START Text block

So it's a tough prospect, no matter how you look at it. There's not going to be much joy in Ireland for the next few years, and today's young people here have already got the message loud and clear.

If they had any remaining doubt about how bad things are, last week's other main headline will have convinced them. This was the one which said that the €440 billion guarantee given by the Irish state to the banks here was not the only option and may not have been the best option. The massive guarantee is so big that it has the potential to sink the Irish state, if it is ever called in.

Exactly what happened in the months leading up to the end of September 2008 when the government made the decision to give this absolute guarantee to the Irish banks has not been revealed before.

But last week the government bowed to pressure and released the documents through the Public Accounts Committee. These documents show for the first time what was going on when the Irish government made its decision to absolutely guarantee all the debts and deposits of the entire Irish banking system.

To give you some idea of the scale of what was done, let's compare it with what happened in the U.S. The Irish government guarantee to the banks adds up to €440 billion. The U.S. government set aside $700 billion (or €560 billion) to buy assets from U.S. banks that were in difficulty.

In Ireland, alongside the absolute guarantee to the banks, the government set up the National Asset Management Agency (Nama) to buy the toxic property loans from them. Estimates on the cost of this run upwards from €40 billion, and on top of that the government is putting €30 billion and rising into recapitalizing the banks.

As the Irish economist Morgan Kelly has pointed out, that is 10 times per head of population the amount the U.S. spent to rescue itself from its banking crisis.

Or to put it the other way, if the U.S. government had done what the Irish government did, it would have had to underwrite $7,000 billion instead of $700 billion for its bank rescue. That would have been some debate in Congress!

But you get idea. What the Irish government has done in terms of Nama and the absolute guarantee on all deposits in the Irish banks as well as all the debts of the Irish banks is so far off the scale that it is almost unimaginable.

If it goes wrong we are finished as an independent country. Even if it goes right it means that this generation and the next will be paying heavily to meet the cost.

If that is not depressing enough, what last week's headlines put into question is whether the Irish government made the right decision on this. In the run-up to the decision, the government hired the U.S. banking consultants Merrill Lynch to advise them. Last week we learned what that advice was.

Merrill Lynch advised that an absolute guarantee to all the Irish banks would enable failed banks to continue when they should be let collapse. They said it could also affect our national credit rating since it would raise issues about our credibility. Everyone would know that if the guarantee was ever called in we would not be able to meet it.

END Text block
START Entries provided

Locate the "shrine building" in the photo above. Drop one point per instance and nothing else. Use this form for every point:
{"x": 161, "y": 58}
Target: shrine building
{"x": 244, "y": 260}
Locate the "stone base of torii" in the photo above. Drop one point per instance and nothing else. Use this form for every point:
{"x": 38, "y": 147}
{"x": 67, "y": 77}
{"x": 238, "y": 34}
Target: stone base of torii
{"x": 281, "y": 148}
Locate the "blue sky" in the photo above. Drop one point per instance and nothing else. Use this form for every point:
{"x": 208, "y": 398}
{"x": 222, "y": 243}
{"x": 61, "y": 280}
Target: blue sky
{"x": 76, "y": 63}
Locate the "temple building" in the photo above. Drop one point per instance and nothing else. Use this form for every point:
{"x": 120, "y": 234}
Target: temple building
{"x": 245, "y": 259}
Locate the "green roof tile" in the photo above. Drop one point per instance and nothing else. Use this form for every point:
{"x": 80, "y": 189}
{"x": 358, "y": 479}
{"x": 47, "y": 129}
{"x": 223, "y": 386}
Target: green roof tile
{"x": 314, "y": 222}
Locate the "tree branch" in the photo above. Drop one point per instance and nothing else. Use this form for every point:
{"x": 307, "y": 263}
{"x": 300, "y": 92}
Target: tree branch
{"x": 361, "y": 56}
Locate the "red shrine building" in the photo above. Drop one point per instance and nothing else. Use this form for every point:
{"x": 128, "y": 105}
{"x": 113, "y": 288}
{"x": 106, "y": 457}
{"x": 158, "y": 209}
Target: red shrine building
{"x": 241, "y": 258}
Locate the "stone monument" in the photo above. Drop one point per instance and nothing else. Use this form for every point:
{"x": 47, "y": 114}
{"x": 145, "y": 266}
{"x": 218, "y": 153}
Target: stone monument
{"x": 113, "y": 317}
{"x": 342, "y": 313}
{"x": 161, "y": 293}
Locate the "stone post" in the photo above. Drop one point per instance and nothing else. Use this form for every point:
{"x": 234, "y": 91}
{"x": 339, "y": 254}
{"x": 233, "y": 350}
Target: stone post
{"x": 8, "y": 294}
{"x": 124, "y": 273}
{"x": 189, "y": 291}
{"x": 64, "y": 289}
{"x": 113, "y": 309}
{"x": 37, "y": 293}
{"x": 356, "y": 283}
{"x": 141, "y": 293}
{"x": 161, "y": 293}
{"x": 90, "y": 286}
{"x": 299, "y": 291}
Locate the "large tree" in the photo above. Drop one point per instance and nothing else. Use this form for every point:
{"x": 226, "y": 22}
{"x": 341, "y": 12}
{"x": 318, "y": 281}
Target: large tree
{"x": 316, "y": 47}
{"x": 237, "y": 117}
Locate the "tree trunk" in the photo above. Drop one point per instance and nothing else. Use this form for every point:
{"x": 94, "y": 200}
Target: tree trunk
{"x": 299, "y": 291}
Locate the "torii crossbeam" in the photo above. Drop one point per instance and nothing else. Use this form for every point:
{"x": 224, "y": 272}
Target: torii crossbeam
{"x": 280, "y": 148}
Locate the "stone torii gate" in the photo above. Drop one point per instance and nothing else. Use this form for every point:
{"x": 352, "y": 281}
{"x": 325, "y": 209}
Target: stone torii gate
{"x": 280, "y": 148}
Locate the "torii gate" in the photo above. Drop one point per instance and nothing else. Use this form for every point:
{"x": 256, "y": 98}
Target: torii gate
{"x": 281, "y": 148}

END Entries provided

* Tasks for this exercise:
1. Write out the part of the Irish bank guarantee text above that begins at the words "But last week" and ends after the words "were in difficulty.".
2. In the Irish bank guarantee text, which firm did the government hire for advice in the run-up to its decision?

* Answers to the exercises:
1.
But last week the government bowed to pressure and released the documents through the Public Accounts Committee. These documents show for the first time what was going on when the Irish government made its decision to absolutely guarantee all the debts and deposits of the entire Irish banking system.

To give you some idea of the scale of what was done, let's compare it with what happened in the U.S. The Irish government guarantee to the banks adds up to €440 billion. The U.S. government set aside $700 billion (or €560 billion) to buy assets from U.S. banks that were in difficulty.

2. The U.S. banking consultants Merrill Lynch.